## WHAT IS BEING ASKED:
Copy out the part that opens with the line containing "Draw the outline of every instance of the round" and closes with the line containing "12], [507, 8]]", swapping "round black eye" for "black pupil" and leaving everything else the same.

━━━━━━━━━━━━━━━━━━━━━━━━━━━━━━

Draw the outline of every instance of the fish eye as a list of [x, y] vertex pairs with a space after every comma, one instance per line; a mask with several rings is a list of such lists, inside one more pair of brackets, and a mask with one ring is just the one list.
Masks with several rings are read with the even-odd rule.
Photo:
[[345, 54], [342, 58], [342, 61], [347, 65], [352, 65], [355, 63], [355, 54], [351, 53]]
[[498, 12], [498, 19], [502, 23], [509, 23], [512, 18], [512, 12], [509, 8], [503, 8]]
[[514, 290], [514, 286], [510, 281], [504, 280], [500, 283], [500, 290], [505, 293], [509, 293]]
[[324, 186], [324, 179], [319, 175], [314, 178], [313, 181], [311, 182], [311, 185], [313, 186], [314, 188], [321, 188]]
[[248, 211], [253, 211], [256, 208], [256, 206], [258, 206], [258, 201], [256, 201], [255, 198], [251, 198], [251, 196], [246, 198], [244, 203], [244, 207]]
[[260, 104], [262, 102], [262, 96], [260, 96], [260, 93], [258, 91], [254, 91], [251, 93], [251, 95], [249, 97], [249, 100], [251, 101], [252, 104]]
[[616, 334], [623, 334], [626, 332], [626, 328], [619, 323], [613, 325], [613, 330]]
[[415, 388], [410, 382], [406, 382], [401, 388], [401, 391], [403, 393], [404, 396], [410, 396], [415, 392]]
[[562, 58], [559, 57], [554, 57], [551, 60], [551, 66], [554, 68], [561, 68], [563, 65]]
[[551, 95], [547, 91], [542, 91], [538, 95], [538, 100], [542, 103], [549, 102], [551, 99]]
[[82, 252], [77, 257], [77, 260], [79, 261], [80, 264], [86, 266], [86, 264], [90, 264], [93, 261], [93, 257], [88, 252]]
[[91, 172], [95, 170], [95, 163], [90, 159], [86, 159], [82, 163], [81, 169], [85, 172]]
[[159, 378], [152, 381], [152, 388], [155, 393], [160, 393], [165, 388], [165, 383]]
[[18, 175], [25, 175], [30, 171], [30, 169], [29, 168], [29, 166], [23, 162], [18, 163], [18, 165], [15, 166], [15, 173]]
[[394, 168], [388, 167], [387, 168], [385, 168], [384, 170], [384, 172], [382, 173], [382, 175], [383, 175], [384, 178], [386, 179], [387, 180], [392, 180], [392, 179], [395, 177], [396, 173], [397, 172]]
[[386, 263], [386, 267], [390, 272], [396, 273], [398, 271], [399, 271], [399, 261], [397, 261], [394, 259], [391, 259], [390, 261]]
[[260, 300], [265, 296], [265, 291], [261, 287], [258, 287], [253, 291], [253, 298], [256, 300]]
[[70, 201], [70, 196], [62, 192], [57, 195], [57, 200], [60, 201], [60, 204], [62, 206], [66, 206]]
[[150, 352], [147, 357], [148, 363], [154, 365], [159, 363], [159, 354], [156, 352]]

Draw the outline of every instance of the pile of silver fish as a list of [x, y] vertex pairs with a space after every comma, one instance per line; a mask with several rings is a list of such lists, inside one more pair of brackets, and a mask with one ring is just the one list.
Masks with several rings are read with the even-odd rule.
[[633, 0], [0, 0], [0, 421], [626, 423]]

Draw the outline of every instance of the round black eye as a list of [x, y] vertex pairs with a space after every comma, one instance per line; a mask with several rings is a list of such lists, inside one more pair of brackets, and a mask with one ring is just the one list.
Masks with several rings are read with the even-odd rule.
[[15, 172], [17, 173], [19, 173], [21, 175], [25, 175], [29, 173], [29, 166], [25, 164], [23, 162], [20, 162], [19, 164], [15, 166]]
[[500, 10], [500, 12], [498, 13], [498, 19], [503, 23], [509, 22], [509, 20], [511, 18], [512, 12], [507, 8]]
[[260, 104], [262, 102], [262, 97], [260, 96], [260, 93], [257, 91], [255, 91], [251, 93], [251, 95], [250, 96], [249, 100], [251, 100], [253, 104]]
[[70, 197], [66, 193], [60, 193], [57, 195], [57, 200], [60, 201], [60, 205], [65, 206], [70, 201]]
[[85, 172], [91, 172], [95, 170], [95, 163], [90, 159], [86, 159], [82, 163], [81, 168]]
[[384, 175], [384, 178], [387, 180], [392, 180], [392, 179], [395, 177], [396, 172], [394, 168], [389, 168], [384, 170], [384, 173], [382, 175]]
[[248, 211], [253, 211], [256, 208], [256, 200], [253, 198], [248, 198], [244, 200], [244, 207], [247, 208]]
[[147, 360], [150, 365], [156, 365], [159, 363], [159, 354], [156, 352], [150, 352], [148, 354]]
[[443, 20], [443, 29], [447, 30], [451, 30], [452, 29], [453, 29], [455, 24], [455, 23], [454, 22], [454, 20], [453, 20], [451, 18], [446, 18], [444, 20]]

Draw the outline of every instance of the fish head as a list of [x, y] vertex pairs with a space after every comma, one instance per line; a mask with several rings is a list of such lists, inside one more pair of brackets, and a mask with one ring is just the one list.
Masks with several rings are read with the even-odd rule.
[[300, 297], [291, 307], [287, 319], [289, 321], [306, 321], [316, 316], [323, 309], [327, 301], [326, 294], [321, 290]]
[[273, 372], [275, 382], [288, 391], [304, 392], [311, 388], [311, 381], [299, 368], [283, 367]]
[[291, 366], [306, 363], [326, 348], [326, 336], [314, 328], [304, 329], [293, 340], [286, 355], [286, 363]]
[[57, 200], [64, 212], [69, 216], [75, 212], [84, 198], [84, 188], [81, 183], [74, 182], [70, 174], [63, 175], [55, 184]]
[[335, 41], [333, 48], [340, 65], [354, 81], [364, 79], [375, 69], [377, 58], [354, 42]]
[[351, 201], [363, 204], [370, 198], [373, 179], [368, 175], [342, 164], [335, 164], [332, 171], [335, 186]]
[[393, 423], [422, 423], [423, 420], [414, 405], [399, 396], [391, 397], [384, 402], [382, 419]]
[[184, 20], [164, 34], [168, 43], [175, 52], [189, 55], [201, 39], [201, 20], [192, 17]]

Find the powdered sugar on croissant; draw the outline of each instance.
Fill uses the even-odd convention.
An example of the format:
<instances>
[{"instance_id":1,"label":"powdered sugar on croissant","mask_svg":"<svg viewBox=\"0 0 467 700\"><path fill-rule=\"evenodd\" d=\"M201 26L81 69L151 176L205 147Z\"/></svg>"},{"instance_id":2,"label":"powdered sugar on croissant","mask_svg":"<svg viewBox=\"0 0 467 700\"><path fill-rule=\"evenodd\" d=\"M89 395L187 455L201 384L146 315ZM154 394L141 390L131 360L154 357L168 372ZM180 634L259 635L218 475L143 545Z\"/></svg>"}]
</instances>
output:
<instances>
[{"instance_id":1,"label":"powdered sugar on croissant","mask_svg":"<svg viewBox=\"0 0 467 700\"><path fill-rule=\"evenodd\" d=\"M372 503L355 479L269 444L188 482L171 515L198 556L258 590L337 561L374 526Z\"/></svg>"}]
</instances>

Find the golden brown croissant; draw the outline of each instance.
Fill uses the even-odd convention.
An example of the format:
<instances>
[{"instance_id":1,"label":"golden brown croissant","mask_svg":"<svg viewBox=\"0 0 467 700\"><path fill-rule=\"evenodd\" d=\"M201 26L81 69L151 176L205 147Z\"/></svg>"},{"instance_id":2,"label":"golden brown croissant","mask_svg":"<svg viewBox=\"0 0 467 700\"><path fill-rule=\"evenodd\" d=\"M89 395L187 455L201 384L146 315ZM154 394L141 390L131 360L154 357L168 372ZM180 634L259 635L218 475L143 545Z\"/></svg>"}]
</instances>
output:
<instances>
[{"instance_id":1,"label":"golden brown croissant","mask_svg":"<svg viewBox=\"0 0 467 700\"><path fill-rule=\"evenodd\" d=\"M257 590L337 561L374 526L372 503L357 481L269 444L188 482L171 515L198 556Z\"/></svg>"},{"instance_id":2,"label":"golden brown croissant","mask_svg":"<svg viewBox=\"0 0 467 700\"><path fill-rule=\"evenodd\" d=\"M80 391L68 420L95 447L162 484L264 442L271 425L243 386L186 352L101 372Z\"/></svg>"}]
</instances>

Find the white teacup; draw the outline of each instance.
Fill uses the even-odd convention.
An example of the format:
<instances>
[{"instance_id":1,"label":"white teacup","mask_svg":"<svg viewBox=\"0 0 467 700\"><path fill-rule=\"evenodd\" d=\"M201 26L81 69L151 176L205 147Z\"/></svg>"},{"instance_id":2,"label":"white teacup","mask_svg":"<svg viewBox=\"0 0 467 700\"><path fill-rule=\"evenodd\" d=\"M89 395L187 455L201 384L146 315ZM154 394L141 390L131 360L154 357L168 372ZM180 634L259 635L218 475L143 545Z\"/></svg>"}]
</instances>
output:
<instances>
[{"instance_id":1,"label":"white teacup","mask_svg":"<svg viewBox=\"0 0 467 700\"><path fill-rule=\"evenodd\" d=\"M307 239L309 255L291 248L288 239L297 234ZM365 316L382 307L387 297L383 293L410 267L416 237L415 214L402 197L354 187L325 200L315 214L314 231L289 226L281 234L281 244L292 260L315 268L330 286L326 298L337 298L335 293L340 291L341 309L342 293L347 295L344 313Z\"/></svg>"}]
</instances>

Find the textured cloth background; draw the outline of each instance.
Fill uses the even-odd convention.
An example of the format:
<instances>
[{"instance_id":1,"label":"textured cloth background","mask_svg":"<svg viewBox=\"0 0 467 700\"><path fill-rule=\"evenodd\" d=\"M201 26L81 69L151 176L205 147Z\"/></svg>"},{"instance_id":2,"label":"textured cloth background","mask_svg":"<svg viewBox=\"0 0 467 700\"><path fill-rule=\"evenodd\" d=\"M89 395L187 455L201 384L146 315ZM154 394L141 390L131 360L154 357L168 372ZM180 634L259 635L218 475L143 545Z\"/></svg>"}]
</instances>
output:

━━━━━━━━━━━━━━━━━━━━━━━━━━━━━━

## ANSWER TO THIS TASK:
Draw the outline of every instance of the black pupil as a list of [x, y] vertex pairs with a space after every comma, one instance per line; a mask with several rings is a list of such lists, inside one more pair of brackets, and a mask with one ring is just the one list.
Masks with several rings are read with the even-odd rule.
[[15, 172], [17, 173], [19, 173], [21, 175], [25, 175], [29, 173], [29, 166], [25, 164], [23, 162], [20, 162], [19, 164], [15, 166]]
[[500, 10], [500, 12], [498, 13], [498, 19], [503, 23], [509, 22], [509, 20], [511, 18], [512, 12], [507, 8]]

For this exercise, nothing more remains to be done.